-- INSTRUCTIONS TO FOLLOW --
I need the number of lines in the following entries that hold the word "compound", and no other text.
—————
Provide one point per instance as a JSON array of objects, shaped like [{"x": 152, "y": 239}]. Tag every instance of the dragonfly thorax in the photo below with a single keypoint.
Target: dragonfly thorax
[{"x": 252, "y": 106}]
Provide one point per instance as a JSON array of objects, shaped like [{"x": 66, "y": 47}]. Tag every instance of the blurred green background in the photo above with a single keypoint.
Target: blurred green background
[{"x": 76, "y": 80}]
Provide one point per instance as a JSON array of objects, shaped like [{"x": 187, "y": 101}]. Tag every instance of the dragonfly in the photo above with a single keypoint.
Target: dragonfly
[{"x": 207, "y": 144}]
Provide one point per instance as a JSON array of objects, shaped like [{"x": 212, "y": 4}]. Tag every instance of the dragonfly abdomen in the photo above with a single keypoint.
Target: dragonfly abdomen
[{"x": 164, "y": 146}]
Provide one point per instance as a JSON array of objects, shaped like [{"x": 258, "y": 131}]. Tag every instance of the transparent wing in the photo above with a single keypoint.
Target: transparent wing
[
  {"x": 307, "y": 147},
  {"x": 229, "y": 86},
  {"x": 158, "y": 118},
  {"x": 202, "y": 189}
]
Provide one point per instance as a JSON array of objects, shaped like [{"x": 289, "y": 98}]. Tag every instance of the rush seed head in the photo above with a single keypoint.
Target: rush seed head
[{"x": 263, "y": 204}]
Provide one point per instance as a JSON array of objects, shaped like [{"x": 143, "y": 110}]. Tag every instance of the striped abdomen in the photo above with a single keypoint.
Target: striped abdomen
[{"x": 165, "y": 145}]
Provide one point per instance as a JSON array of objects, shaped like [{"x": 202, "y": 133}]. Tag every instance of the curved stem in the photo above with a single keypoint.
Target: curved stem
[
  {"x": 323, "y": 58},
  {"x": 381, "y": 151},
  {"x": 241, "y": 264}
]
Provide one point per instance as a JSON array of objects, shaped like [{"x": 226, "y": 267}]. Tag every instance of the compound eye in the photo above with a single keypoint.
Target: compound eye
—————
-- TASK OUTPUT --
2